Post-ECQ; the Escape!
Free at last! Three and a half months. That’s the total of time we spent in the office during the Enhance Community Quarantine (ECQ) or lockdown in Metro Manila. I’ve seen how the former brightness and flickering lights of the country’s Central Business District,as if it’s Christmas every day, dimmed and faded at night. Although it sounded harsher than it really was, we were relieved to be able to get out finally! The days of looking out and seeing the same scene day and night was finally over,or is it?
(Photo taken from the office window on a Monday night. The Central Business District wasn’t as bright as it used to.)
But how was it after being secluded for quite a while? For several weeks, all we could do was stare out the window and see the few cars passing by. And as time went on, as the number of passing cars increased, we saw how the number of people outside grew little by little as well. We couldn’t help but envy them, but at the same time, we felt sorry and worried that they are taking huge risks just to earn a living, while we were ensconced safely indoors while also earning our keep without being exposed to danger.
It took longer than we expected to move out from the current place and move in to the new one. There were more requirements needed including the COVID-19 test. It was painful particularly for me. I am terrified of needles and other pointy and sharp objects, It was a real torment just thinking how they’re going to poke my arm and squeeze blood out of me. The test was called the rapidtest which requires blood sampling and it can only detect antibodies. The swab test or PCR requires samples from the nose and throat and actually tests the presence of the COVID-19 virus in the body. Having the rapidtest were the longest 30 seconds of my life! To our relief, the result was out 8 hours later and I and my other colleagues were all negative.
The moment we had to move all our things out, it was a bittersweet memory. The empty room reminded me of the years of being with everyone else. I was a bit apprehensive to go out in the open. What if the virus has become airborne? What of the driver of the car is asymptomatic? What if the other people I have to mingle with are silent carriers? I was a bit paranoid. And yet, I was glad. The moment the dry air touched my cheeks, it felt marvelous! It’s as if I was a toddler learning to walk again. I felt the familiar rush of people coming and going past me. It felt different, yet similar. I felt liberated!
Before I settled to the new place, I had to go to my previous apartment to fetch some things. I saw how the ordinary people behaved even though there were still restrictions in the area. The virus felt tinier than I had imagined while inside the office. People are walking freely on the streets, some of them violating the guidelines on wearing masks and proper physical distancing. Some small businesses are back in operation. It felt like my fear was magnified while in seclusion. Ordinary people aren’t as concerned as I was or if they are, they don’t show it.
I saw with my own eyes the plight of many families. i’ve heard with my own ears stories of how they struggled during the strict lockdown and how they tried to cope. The next door neighbor,particularly, was teary-eyed while sharing her story with me during my short time there. And what I realized is that I was very lucky and most of the fears I had were nothing compared to them. And it touched me how some people I rarely exchanged words with but knew they were my neighbors were glad to see me safe after the long absence. For someone who has no one else, no relatives nor close friends in the area, the gesture was so moving. (photo of taking a taxi for the first time after the ECQ)
Although country is still in bad shape and is continuing to record bigger numbers of new cases every day, more people are braving the risks of exposure; for the family and for the economy. We now understand that it is up to us to live and and be safe amidst the pandemic. We need to keep our distance from each other, but working closer together, so we can all survive. It’s funny, truly. The bigger the distance, the wider the physical gap, the bigger the love and the deeper the concern. Ironic,isn’t it? No man is an island they say, but we are better off away from one another. It is the only way to live, for now.
I thought our life would be much different after moving in and yet,it feels pretty much the same. But now we feel safer at least, to have our own space and time. We see different lights at night, hear different sounds during the day. We see children playing within the premises, the clamor at the open air. We see people riding their bicycles for leisure,unlike the commuters in their bicycles we used to see every day. Now, we look at the moon at a different angle, shining brightly on us as if welcoming us, lighting a new path. We smell various dishes being cooked, the fragrance of coffee wafting through the corridors in the morning. We see pets wagging their tails to welcome their master, and bark at strangers passing by. We see curtains being drawn at night and lights being turned off to end the day. It felt more normal, more alive, more like home.

EXERCISE DIRECTIONS ▸ Quote the post on leaving the lockdown word for word, beginning at "Before I settled" and ending after "don’t show it.". The entries that come next are from a separate source.

RECORDS PROVIDED ▸
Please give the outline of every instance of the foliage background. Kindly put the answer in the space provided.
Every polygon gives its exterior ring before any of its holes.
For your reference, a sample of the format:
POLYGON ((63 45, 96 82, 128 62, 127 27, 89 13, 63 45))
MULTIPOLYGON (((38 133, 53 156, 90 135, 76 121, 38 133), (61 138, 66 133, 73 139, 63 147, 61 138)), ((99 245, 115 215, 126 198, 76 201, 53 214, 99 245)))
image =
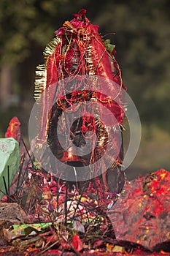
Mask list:
MULTIPOLYGON (((54 32, 80 9, 109 34, 124 84, 139 113, 141 146, 128 178, 170 165, 169 0, 1 0, 0 137, 17 116, 28 137, 36 67, 54 32)), ((127 147, 128 127, 125 133, 127 147)))

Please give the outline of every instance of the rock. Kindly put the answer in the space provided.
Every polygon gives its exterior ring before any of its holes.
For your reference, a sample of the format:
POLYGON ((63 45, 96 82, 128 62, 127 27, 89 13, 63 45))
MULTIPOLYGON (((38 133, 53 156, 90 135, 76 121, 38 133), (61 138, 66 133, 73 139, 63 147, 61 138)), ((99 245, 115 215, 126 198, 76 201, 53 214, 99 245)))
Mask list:
POLYGON ((3 176, 5 178, 8 189, 8 166, 10 186, 19 167, 19 145, 12 138, 0 139, 0 200, 6 194, 3 176))
POLYGON ((0 223, 4 221, 12 224, 25 223, 27 216, 18 203, 0 203, 0 223))
POLYGON ((170 251, 169 192, 170 173, 163 169, 125 182, 108 212, 120 245, 170 251))

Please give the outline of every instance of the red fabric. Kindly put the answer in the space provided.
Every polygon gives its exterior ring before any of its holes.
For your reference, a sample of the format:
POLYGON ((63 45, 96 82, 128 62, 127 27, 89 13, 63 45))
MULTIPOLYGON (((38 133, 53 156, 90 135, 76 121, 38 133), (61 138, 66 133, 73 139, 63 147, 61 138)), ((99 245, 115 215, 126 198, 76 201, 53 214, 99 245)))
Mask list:
POLYGON ((18 142, 20 140, 20 122, 17 117, 13 117, 5 133, 5 138, 13 138, 18 142))

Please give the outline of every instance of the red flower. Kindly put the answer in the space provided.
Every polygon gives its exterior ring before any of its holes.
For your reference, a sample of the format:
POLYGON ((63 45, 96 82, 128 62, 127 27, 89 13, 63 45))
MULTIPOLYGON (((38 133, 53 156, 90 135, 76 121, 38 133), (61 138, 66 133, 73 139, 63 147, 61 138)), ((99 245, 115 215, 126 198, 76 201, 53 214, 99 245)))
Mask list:
POLYGON ((83 248, 82 247, 82 242, 81 239, 80 238, 80 236, 77 234, 75 234, 73 236, 72 246, 78 252, 80 252, 83 248))

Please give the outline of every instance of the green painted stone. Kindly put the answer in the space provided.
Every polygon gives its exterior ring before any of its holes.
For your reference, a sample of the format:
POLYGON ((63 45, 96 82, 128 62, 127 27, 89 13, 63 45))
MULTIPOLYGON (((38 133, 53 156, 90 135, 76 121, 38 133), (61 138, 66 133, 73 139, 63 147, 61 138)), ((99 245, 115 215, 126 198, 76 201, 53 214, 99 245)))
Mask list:
POLYGON ((7 167, 9 168, 9 186, 19 167, 19 144, 13 138, 0 139, 0 200, 3 197, 5 187, 3 176, 8 187, 7 167))

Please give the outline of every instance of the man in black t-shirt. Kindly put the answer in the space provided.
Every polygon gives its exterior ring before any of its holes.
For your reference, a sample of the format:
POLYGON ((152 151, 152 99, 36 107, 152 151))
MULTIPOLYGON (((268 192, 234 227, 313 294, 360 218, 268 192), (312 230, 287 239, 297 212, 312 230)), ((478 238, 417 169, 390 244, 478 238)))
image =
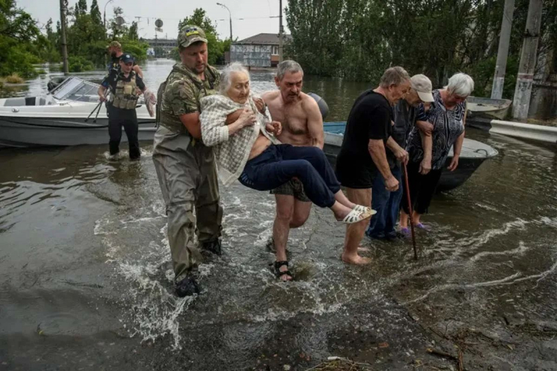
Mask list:
MULTIPOLYGON (((346 188, 350 201, 371 205, 373 178, 382 176, 385 188, 398 189, 385 150, 392 132, 392 109, 410 89, 410 77, 402 67, 392 67, 383 74, 379 86, 364 91, 352 106, 343 145, 336 160, 336 176, 346 188)), ((406 161, 407 154, 400 155, 406 161)), ((358 255, 358 246, 368 226, 363 221, 347 227, 343 260, 351 264, 367 264, 370 259, 358 255)))
POLYGON ((138 139, 139 124, 136 104, 139 97, 138 91, 145 93, 147 88, 143 79, 132 71, 134 58, 130 54, 123 54, 120 58, 120 71, 111 70, 102 80, 98 94, 101 102, 107 100, 107 89, 110 89, 110 99, 107 104, 109 116, 109 148, 111 156, 120 152, 122 139, 122 127, 126 132, 130 145, 130 158, 138 159, 141 155, 138 139))

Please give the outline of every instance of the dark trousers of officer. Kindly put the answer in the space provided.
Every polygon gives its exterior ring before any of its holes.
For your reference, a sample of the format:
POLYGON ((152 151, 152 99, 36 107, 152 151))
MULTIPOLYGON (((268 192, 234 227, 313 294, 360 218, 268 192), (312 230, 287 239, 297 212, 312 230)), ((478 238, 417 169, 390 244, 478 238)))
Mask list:
POLYGON ((135 109, 123 109, 109 105, 109 148, 110 154, 116 155, 120 152, 120 141, 122 139, 122 127, 126 132, 130 145, 130 158, 139 159, 141 156, 139 140, 137 137, 139 124, 135 109))

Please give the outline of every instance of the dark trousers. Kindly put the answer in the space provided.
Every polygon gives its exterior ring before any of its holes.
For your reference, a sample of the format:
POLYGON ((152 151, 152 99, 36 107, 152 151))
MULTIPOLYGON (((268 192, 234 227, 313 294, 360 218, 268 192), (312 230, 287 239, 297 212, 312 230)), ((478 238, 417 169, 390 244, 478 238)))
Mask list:
MULTIPOLYGON (((425 214, 441 179, 442 169, 432 169, 427 174, 422 175, 419 172, 420 163, 410 161, 407 170, 408 186, 414 211, 418 214, 425 214)), ((405 213, 410 214, 407 197, 402 198, 402 210, 405 213)))
POLYGON ((397 165, 391 169, 393 175, 398 180, 398 189, 389 192, 385 188, 383 176, 376 170, 371 189, 371 207, 377 213, 370 220, 370 226, 366 234, 372 238, 384 238, 396 235, 395 226, 400 210, 400 199, 402 198, 402 171, 397 165))
POLYGON ((301 182, 308 198, 317 206, 330 207, 335 203, 340 184, 325 154, 316 147, 271 145, 247 161, 238 180, 252 189, 269 191, 292 177, 301 182))
POLYGON ((122 127, 124 127, 126 136, 127 136, 130 158, 132 159, 139 159, 141 156, 139 140, 137 137, 139 129, 135 109, 121 109, 111 106, 109 109, 109 135, 110 136, 109 148, 111 155, 116 155, 120 152, 122 127))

RESPONSE ▸
Before I settled to the new place, I had to go to my previous apartment to fetch some things. I saw how the ordinary people behaved even though there were still restrictions in the area. The virus felt tinier than I had imagined while inside the office. People are walking freely on the streets, some of them violating the guidelines on wearing masks and proper physical distancing. Some small businesses are back in operation. It felt like my fear was magnified while in seclusion. Ordinary people aren’t as concerned as I was or if they are, they don’t show it.